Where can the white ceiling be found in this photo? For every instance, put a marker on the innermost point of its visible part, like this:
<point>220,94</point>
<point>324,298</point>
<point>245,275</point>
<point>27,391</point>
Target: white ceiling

:::

Work instructions: What is wanted is one number: how many lines in the listing hold the string "point".

Finished task: 5